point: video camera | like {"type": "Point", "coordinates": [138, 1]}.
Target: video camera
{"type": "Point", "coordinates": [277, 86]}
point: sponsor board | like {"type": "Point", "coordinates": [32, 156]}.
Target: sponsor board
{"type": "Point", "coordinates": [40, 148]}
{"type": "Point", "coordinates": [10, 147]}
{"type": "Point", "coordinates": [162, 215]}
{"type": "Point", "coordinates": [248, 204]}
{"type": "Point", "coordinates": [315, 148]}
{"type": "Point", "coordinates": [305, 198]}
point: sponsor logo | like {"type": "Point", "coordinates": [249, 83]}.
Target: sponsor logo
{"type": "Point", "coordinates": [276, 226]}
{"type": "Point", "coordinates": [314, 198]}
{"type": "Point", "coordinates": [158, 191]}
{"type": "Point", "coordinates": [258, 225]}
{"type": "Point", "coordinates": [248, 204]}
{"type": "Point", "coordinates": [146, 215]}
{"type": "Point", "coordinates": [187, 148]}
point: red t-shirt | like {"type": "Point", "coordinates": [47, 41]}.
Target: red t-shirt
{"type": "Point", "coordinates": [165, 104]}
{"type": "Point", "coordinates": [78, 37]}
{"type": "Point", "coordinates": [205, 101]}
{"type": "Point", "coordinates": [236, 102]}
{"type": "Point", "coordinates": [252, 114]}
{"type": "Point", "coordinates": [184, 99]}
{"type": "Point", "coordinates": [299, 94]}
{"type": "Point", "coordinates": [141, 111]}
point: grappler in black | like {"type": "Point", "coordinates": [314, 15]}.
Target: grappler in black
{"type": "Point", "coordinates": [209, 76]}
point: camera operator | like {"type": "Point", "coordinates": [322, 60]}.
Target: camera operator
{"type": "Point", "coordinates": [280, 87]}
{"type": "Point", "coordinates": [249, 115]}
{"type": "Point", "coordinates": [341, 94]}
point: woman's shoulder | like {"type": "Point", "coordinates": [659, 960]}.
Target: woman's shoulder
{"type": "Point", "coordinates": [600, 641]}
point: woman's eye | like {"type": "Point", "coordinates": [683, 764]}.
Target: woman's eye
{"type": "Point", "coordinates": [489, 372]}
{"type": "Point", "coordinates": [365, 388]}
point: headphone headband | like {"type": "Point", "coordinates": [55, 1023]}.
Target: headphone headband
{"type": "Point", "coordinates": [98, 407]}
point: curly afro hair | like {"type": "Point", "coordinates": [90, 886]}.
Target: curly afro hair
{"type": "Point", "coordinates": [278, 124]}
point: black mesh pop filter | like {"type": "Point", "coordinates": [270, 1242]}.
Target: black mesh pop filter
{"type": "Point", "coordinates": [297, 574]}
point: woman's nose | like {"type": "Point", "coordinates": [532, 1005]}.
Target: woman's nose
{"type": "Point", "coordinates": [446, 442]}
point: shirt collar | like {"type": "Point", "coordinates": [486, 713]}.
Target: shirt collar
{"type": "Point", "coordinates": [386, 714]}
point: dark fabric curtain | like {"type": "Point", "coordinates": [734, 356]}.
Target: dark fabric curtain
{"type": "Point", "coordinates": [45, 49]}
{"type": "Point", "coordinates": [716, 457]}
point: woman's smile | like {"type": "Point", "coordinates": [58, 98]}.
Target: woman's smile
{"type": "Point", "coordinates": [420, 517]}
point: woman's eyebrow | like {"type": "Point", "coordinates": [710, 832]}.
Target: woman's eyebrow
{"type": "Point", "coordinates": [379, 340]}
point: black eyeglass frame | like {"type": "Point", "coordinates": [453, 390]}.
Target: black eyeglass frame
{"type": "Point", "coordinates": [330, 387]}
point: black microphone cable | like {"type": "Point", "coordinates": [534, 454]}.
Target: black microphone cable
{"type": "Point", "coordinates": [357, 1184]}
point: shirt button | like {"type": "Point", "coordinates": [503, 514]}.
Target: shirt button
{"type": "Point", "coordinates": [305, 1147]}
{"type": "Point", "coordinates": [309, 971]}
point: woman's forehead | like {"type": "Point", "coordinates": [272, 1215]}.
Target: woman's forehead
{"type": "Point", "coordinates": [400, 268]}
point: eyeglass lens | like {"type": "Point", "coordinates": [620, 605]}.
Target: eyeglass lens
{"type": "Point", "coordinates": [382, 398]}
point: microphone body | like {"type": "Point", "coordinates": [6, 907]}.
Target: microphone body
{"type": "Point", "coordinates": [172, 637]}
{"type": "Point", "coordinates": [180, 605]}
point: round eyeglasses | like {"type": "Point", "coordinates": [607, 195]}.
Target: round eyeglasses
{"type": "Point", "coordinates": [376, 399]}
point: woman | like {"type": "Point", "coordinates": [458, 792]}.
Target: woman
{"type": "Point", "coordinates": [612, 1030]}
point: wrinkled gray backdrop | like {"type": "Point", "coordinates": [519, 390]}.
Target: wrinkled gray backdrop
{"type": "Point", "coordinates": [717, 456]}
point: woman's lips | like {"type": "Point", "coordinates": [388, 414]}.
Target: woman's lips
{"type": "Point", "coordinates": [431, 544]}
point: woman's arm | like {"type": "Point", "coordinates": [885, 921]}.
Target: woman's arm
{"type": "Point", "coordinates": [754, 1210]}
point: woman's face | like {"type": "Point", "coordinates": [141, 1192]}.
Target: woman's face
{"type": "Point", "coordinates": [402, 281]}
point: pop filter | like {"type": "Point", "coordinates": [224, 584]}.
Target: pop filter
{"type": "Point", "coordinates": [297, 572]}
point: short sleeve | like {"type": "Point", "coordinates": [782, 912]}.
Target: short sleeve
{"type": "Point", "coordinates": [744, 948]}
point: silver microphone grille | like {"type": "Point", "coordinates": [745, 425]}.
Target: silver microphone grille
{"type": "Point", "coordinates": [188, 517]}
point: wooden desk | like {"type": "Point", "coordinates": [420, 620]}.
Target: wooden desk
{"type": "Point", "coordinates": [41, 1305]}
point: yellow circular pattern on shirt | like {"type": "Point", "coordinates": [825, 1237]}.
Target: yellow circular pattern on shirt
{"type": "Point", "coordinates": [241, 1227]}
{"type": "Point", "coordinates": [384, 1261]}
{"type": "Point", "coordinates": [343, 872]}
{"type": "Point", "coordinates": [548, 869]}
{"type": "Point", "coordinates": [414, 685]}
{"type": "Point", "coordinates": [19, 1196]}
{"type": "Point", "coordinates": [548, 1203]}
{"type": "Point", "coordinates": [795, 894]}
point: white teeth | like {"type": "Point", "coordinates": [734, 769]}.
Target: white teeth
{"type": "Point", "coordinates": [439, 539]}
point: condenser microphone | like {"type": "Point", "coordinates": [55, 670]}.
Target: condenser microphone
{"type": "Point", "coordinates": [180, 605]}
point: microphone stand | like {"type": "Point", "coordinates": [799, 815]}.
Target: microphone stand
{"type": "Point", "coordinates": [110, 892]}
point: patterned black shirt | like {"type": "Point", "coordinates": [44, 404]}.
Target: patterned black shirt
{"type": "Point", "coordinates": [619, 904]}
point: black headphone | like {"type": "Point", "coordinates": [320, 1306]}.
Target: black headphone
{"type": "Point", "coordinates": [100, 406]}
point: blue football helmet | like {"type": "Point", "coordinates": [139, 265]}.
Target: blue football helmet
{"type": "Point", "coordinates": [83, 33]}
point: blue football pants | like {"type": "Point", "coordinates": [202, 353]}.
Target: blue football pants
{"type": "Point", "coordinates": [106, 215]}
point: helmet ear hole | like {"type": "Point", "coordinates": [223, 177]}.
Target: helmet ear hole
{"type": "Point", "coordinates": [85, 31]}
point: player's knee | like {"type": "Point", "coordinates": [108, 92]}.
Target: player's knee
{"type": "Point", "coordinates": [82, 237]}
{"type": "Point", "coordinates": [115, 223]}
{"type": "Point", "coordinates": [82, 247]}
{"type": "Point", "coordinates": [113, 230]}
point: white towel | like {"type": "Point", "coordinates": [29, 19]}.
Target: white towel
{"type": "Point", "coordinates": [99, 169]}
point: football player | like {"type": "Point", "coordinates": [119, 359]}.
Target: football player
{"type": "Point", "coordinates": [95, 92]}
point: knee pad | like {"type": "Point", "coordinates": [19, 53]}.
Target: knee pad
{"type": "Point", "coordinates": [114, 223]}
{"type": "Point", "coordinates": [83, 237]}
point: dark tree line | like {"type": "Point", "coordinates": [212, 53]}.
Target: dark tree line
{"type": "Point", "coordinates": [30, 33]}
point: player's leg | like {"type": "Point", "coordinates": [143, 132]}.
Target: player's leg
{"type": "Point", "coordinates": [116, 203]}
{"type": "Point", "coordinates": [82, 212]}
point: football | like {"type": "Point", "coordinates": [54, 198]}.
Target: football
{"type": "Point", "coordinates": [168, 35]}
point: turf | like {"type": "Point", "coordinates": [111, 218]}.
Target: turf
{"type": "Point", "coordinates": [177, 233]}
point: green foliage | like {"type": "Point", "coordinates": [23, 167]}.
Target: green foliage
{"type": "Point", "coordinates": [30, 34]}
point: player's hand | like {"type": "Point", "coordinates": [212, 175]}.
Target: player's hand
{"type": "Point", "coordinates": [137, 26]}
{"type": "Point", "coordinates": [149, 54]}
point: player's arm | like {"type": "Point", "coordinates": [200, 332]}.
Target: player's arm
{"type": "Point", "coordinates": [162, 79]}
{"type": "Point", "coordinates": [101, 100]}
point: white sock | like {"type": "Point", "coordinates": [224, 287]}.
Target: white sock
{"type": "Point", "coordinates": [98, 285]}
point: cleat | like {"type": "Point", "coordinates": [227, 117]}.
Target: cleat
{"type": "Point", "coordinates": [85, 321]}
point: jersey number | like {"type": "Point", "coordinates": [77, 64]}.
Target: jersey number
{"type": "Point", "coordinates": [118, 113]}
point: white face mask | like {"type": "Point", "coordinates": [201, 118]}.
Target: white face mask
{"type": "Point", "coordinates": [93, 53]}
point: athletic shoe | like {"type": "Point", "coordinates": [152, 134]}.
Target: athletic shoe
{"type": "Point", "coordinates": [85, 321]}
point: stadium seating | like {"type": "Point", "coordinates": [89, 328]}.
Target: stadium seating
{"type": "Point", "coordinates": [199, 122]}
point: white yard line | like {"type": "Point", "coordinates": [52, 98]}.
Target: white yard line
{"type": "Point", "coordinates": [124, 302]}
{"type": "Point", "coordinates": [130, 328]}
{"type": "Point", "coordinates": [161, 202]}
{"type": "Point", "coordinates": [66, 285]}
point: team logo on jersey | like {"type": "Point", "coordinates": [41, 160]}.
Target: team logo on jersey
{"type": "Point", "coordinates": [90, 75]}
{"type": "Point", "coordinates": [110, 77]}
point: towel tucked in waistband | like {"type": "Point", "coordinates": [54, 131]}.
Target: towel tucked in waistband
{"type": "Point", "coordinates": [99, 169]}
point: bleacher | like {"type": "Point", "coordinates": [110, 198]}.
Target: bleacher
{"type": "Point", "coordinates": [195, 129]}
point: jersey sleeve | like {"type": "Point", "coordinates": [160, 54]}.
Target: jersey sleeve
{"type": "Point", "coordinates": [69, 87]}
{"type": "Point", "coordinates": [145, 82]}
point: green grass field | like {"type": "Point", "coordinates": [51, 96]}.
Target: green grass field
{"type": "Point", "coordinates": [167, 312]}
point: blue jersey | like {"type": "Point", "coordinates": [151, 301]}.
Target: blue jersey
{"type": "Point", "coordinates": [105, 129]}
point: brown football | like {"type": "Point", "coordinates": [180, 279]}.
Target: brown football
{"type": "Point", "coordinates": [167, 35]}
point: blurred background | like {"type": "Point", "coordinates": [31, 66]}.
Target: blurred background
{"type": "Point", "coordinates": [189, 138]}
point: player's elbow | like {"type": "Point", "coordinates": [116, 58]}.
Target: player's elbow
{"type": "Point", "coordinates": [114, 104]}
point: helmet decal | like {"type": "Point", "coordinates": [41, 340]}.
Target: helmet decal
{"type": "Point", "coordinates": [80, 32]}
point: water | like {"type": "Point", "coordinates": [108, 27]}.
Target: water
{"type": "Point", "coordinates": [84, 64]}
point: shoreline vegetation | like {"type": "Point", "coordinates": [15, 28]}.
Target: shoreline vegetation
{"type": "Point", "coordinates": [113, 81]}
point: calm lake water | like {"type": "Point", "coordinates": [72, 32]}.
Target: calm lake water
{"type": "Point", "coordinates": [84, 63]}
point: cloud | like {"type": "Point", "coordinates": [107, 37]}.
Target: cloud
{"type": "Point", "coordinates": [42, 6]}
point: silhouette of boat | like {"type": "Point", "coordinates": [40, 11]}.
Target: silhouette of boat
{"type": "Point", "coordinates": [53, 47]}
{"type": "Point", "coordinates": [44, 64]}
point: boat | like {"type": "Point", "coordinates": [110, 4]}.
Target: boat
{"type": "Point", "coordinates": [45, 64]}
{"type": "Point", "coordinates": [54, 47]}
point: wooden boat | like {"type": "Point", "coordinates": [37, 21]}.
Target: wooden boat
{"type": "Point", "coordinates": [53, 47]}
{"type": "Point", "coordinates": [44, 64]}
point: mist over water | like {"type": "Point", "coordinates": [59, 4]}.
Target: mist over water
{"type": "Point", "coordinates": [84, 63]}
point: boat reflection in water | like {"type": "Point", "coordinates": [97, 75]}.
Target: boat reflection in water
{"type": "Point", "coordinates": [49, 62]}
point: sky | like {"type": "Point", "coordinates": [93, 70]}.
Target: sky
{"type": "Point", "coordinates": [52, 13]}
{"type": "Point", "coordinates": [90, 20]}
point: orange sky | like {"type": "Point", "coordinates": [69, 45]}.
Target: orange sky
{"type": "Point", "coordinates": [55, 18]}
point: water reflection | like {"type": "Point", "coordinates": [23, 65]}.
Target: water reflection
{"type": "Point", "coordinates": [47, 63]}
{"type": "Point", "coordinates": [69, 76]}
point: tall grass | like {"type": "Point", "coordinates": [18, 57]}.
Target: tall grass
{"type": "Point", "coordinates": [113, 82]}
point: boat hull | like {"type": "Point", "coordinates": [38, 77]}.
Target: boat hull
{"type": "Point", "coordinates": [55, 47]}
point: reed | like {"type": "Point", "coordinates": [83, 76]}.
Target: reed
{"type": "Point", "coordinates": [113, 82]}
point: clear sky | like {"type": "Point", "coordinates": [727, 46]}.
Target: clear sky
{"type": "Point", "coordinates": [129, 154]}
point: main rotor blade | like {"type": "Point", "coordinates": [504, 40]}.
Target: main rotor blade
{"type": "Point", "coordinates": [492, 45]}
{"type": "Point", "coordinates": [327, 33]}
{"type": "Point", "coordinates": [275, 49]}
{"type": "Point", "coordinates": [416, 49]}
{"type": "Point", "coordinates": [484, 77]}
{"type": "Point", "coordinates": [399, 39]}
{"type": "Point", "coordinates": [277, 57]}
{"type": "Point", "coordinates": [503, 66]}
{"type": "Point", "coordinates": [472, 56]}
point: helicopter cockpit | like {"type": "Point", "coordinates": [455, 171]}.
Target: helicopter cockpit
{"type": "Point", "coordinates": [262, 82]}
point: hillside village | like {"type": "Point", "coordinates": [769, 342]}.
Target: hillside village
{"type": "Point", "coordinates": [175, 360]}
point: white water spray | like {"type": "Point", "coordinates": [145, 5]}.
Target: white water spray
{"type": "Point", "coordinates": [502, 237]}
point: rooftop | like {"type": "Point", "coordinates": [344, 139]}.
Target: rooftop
┄┄┄┄┄┄┄┄┄┄┄┄┄┄┄┄┄┄┄┄
Exercise:
Copy out precisely the lines from the line with "point: jersey number" to the line with "point: team logo" in the material above, including those two lines and omitting all the rest.

Expected answer:
point: jersey number | like {"type": "Point", "coordinates": [77, 64]}.
Target: jersey number
{"type": "Point", "coordinates": [118, 113]}
point: white face mask | like {"type": "Point", "coordinates": [201, 118]}.
Target: white face mask
{"type": "Point", "coordinates": [93, 53]}
point: athletic shoe | like {"type": "Point", "coordinates": [152, 134]}.
Target: athletic shoe
{"type": "Point", "coordinates": [85, 321]}
point: stadium seating | like {"type": "Point", "coordinates": [89, 328]}.
Target: stadium seating
{"type": "Point", "coordinates": [199, 122]}
point: white yard line | like {"type": "Point", "coordinates": [52, 98]}.
Target: white yard line
{"type": "Point", "coordinates": [124, 302]}
{"type": "Point", "coordinates": [130, 328]}
{"type": "Point", "coordinates": [161, 202]}
{"type": "Point", "coordinates": [66, 285]}
point: team logo on jersey | like {"type": "Point", "coordinates": [41, 160]}.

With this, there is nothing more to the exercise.